**Source**
§
Isis: The Origins of Violence Page #2

Year:
2017
23 Views


In the Koran, jihad meant the effort

required to be a good Muslim.

But defeat here gave it a much

sharper meaning.

Sacred violence.

Stories began to be told of

Muhammad,

that he believed those who died

fighting for Islam

would receive the

greatest rewards in heaven.

The sword scrapes away sin.

As a result, those who died here

were cast as martyrs.

In here we've got the tomb of...

...supposedly, an Arab soldier

in the first Arab campaign

that was sent

against Constantinople.

And he is supposed to have died

here, so he ranks as a martyr.

He died for his faith.

And the... ...sight of his...

...tomb was discovered, supposedly,

after the Muslims had conquered

Constantinople in 1453.

So many centuries afterwards.

And... ...you might think...

...this was quite a convenient, not

to say improbable, discovery.

Nevertheless, this tomb in here

commemorates one of Islam's

earliest jihadis.

With the Ottoman conquest of

Constantinople,

the city became the capital

of a great Islamic civilisation.

Its sultans ruled as caliphs,

successors of Muhammad himself,

and claimed the allegiance of

Muslims across the world.

But then, a century ago, came the

fall.

The Royal Navy in the Bosphorus

marked the end of the

First World War.

Allied troops occupied Istanbul.

A new Turkish strongman arrived,

Ataturk,

a moderniser with little time for

Islam.

In 1924 his assault on Islamic

tradition reached a seismic climax.

This is the Dolmabahce Palace. It

was built in the mid-19th century.

Now, the reason that it is a museum

these days is because the dynasty

for which it was built, the Ottoman

caliphs, no longer exists.

And the reason for that is that

on 3rd March, 1924,

the caliphate itself was abolished.

So, a line of caliphs that stretched

all the way back

to the lifetime of

those who'd known Muhammad himself

was terminated.

And that evening,

the prefect of police came to the

palace and told the Caliph,

Abdulmejid II, that

it was all over,

that he had to leave,

and that he had to pack his bags and

go that very night.

The last caliph left Istanbul at

5.30 in the morning.

His journey into exile took him

across the Galata Bridge.

He headed north through the aqueduct

of Valens...

...along the ancient walls

and out through the Edirne Gate...

...where, almost 500 years before,

the sultan who had conquered

Constantinople

first entered the city.

The Caliph and his family were

dumped here...

...a provincial railway station,

30 miles outside Istanbul,

by authorities who wanted as few

people as possible to know

what was happening.

He waited at the station house for

13 hours.
§
**List of tasks**
1 – Translate this sentence from the transcript on the caliphate into Spanish: "The last caliph left Istanbul at 5.30 in the morning."
2 – Carry on the transcript on the caliphate, starting after its final sentence.
§
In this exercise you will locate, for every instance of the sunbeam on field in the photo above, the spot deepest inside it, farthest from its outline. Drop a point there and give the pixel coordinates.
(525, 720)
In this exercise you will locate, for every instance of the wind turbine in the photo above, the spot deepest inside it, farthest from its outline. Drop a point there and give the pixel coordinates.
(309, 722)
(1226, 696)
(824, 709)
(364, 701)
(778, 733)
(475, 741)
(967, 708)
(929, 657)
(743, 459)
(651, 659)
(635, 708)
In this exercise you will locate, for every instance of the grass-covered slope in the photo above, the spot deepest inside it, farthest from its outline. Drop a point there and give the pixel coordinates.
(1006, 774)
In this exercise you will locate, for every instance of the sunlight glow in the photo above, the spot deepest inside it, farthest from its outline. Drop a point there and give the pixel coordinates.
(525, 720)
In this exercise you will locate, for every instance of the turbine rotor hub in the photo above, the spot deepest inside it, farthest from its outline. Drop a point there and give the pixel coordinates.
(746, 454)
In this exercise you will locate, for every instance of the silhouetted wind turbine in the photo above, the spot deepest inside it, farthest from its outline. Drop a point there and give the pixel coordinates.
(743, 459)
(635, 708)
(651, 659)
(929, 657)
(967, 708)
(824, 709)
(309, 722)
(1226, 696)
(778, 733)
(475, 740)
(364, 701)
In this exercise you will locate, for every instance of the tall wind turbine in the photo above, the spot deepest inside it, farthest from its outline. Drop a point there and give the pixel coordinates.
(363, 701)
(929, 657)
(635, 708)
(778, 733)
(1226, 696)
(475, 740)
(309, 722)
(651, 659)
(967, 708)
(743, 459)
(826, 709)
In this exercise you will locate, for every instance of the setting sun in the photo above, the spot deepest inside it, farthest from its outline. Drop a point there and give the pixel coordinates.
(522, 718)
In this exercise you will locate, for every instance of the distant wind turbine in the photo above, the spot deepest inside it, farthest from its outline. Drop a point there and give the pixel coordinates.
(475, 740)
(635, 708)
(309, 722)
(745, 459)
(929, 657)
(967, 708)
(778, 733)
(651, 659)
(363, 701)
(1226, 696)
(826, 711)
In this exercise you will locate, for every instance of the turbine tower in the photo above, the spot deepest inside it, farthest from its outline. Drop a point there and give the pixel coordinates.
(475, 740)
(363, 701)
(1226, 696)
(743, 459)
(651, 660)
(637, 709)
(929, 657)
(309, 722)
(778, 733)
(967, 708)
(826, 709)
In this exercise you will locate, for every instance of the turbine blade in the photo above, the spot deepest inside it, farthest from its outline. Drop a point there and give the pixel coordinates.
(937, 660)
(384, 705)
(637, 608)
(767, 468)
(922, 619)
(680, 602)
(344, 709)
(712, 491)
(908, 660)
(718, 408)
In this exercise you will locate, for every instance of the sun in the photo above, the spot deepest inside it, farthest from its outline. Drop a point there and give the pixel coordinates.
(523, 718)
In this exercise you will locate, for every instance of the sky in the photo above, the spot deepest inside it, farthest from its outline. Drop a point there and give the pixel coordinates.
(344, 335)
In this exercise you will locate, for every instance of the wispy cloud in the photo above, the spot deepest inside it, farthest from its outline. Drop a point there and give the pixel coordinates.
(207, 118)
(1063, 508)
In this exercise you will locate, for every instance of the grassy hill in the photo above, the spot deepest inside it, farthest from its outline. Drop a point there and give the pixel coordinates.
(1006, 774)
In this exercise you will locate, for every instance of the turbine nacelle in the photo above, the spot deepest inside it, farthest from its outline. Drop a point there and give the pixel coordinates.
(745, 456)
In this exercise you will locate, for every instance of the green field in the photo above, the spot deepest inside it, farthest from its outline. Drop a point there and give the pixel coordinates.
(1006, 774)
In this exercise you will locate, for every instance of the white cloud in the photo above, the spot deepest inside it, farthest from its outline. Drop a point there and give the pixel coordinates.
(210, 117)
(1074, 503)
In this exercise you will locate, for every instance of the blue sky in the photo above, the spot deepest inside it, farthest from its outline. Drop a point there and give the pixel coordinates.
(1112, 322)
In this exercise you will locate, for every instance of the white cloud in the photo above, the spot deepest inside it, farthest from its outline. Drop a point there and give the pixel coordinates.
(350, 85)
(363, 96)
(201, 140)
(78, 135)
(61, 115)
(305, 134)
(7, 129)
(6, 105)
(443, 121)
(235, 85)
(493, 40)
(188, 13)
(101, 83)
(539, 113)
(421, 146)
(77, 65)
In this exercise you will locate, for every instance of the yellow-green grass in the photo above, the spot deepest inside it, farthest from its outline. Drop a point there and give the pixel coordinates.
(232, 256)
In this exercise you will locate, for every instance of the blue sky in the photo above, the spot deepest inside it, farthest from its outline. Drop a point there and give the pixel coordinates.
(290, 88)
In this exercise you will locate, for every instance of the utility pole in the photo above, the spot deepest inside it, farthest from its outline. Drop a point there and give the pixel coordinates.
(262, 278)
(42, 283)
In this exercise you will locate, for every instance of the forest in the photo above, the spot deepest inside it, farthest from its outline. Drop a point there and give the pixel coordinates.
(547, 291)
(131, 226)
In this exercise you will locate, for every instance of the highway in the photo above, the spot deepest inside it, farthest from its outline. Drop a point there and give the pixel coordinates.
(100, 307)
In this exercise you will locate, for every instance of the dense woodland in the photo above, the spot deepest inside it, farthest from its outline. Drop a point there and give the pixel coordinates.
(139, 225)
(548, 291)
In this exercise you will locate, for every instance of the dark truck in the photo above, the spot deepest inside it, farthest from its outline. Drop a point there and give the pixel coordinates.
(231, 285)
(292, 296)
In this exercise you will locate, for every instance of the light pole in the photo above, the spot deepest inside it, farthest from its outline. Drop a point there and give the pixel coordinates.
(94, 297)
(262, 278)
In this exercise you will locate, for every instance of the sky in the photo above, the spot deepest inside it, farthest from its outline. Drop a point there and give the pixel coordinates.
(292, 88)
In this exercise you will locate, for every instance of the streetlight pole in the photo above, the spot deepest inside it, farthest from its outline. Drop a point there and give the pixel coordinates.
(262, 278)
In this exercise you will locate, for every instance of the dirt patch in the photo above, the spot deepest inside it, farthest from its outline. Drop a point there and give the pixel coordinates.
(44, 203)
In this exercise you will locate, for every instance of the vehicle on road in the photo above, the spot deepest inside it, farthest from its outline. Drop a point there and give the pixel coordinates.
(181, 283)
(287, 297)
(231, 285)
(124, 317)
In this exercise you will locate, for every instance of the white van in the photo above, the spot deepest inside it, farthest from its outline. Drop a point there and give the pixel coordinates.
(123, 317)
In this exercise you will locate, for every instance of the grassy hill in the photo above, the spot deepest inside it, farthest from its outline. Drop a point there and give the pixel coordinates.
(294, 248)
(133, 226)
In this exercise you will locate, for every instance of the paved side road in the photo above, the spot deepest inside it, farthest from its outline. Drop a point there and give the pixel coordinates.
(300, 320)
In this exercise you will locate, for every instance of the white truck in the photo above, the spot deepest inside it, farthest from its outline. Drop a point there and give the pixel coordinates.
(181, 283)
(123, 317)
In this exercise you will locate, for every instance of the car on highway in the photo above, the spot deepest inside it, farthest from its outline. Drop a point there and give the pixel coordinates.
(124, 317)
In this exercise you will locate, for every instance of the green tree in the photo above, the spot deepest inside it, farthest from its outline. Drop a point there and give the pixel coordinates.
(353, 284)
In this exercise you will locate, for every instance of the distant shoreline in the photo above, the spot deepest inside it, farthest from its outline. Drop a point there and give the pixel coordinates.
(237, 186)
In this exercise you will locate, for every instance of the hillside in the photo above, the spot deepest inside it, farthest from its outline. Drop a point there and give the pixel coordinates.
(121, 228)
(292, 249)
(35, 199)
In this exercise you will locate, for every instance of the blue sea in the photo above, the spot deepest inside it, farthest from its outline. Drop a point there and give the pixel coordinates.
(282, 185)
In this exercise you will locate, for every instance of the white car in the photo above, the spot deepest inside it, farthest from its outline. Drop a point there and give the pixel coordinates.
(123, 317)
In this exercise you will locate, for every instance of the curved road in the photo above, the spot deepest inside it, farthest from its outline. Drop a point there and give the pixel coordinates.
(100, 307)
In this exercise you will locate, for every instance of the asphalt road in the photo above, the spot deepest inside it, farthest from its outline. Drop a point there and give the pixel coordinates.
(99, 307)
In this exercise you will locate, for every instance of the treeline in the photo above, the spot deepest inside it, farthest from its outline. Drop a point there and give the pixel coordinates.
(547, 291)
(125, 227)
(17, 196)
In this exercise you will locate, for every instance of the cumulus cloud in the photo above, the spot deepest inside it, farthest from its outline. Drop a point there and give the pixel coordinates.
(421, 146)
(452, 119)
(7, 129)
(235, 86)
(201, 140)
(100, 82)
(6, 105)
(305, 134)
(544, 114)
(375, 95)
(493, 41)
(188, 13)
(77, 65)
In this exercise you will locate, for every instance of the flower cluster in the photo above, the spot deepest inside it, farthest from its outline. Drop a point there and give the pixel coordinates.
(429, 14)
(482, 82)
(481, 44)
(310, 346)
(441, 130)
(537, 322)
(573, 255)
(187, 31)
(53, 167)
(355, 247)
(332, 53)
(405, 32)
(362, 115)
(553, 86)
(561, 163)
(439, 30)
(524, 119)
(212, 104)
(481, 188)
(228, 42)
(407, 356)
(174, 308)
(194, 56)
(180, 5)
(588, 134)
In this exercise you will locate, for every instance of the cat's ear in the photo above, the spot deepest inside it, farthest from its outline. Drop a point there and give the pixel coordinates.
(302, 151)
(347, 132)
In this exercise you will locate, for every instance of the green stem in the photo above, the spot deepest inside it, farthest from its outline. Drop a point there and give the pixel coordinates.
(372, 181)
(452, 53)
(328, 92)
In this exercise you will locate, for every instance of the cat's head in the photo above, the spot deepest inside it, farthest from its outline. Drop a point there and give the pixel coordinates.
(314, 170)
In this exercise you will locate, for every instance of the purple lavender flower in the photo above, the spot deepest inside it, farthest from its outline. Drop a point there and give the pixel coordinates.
§
**Answers below**
1 – El último califa salió de Estambul a las 5.30 de la mañana.

2 –
The train, when it arrived, was the

Orient Express...

...ironically enough, then, as now,

one of the most flamboyant symbols

of Western wealth and reach.

An extra carriage had been added for

his luggage and his wives.

He left with a Swiss visa

and 2,000 British pounds.

He never came back.

In the West, no-one remembers this

moment.

But Osama bin Laden did.

When he destroyed

the World Trade Center

it was the end of the caliphate

that was uppermost in his mind.

"Our nation," he declared,

"has been tasting this humiliation

and contempt"

"for more than 80 years."

The caliphate is the kind of ideal

that never completely disappears.

For years it was locked-up in

history's left luggage.

But then, someone picked up the key.

In 2014, Isis declared a new

caliphate.

Their leader, al-Baghdadi, became

the new caliph.

This is the Monastery of Mar Mattai,

St Matthew.

Founded in the fourth century, it's

the oldest monastery in Iraq.

Once there were thousands of monks

here.

Now, only a handful.

And when I came here a few months

ago,

it was not hard to find the reason

why.

If you'd looked out here 1,200 years

ago,

you would have been looking at the

beating heart of Christendom.

Because at a time when the

Christians of Europe were

embattled and impoverished,

the Christians of the lands

out there were enjoying

a golden age.

Those days have long gone.

Um, in this huge monastery,

there are now only two monks.

And if those two monks ventured down

there beyond that ridge,

you see there are two black patches

over there,

like kind of patches of mould.

Those are villages, and if the monks

went into those villages,

they would be killed on the spot.

Um...

Just beyond the horizon lies the

city of Mosul where,

for the first time in 1,500 years,

Mass is no longer heard.

And the reason for that is that over

there...

...those lands that were once the

Christian heartlands

are now the Islamic State.

Out there are the shock troops of

Isis.

The holy place.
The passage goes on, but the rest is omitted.